Brief: Exactly the lines from the beginning of the listing below through the line that contains "negative clicks: (19, 348) (69, 352)" should be transcribed, and pictures must stay out.
+++
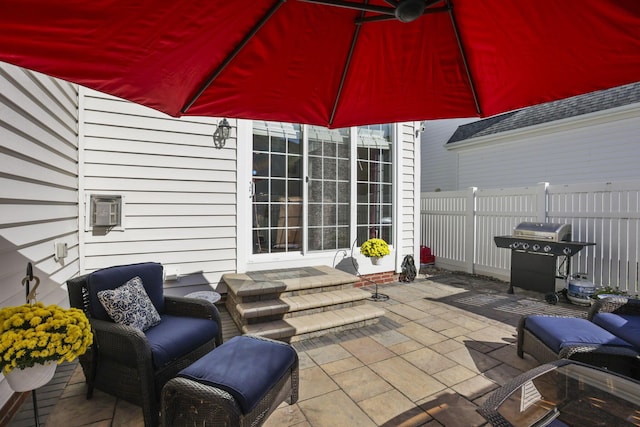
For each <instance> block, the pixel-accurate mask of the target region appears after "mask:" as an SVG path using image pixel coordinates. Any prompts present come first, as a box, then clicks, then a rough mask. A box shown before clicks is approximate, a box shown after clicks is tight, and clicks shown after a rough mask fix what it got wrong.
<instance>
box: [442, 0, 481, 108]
mask: <svg viewBox="0 0 640 427" xmlns="http://www.w3.org/2000/svg"><path fill="white" fill-rule="evenodd" d="M446 2H447V3H446V4H447V6H446V8H447V9H448V10H449V17H450V18H451V25H452V26H453V32H454V34H455V35H456V41H457V42H458V48H459V49H460V55H461V56H462V63H463V64H464V69H465V71H466V72H467V77H468V78H469V85H470V87H471V95H472V96H473V102H474V103H475V104H476V112H477V113H478V116H480V117H482V108H480V101H479V100H478V93H477V92H476V86H475V84H474V83H473V76H472V75H471V70H470V69H469V63H468V61H467V55H466V54H465V52H464V46H463V45H462V39H460V32H459V31H458V25H457V24H456V17H455V16H454V15H453V6H452V4H451V0H446Z"/></svg>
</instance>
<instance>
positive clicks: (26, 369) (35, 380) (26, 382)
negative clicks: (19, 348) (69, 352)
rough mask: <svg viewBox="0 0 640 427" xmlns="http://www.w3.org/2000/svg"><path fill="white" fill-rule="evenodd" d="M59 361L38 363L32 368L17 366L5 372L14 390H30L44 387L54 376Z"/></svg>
mask: <svg viewBox="0 0 640 427" xmlns="http://www.w3.org/2000/svg"><path fill="white" fill-rule="evenodd" d="M56 365H57V363H56V362H55V361H54V360H51V361H48V362H45V363H44V364H36V365H33V366H32V367H30V368H24V369H19V368H15V369H13V370H12V371H11V372H9V373H6V374H4V377H5V378H6V379H7V382H8V383H9V387H11V389H12V390H13V391H29V390H35V389H37V388H39V387H42V386H43V385H45V384H46V383H48V382H49V381H51V378H53V375H54V374H55V373H56Z"/></svg>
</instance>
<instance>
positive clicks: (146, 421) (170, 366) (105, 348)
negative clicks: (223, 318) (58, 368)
+++
The answer:
For each <instance> block, the pixel-accurate mask of the target region appears after "mask:" as an SVG path using image pixel coordinates. Any prompts present come first, as a box, then clicks, then a rough mask. A box shown before clicks is approximate, a box shown after clicks is tight, and clicks shown after a rough mask fix what it got wrong.
<instance>
box: [442, 0, 481, 108]
mask: <svg viewBox="0 0 640 427" xmlns="http://www.w3.org/2000/svg"><path fill="white" fill-rule="evenodd" d="M446 2H447V3H446V4H447V6H446V8H447V9H448V10H449V17H450V18H451V25H452V26H453V32H454V34H455V35H456V41H457V42H458V48H459V49H460V55H461V56H462V63H463V64H464V69H465V71H466V72H467V77H468V78H469V85H470V87H471V95H472V96H473V102H474V103H475V104H476V112H477V113H478V116H480V117H482V108H480V101H479V100H478V93H477V92H476V86H475V84H474V83H473V76H472V75H471V70H470V69H469V63H468V61H467V55H466V54H465V52H464V46H463V45H462V39H460V32H459V31H458V25H457V24H456V17H455V16H454V15H453V6H452V4H451V0H446Z"/></svg>
</instance>
<instance>
positive clicks: (26, 369) (35, 380) (26, 382)
negative clicks: (19, 348) (69, 352)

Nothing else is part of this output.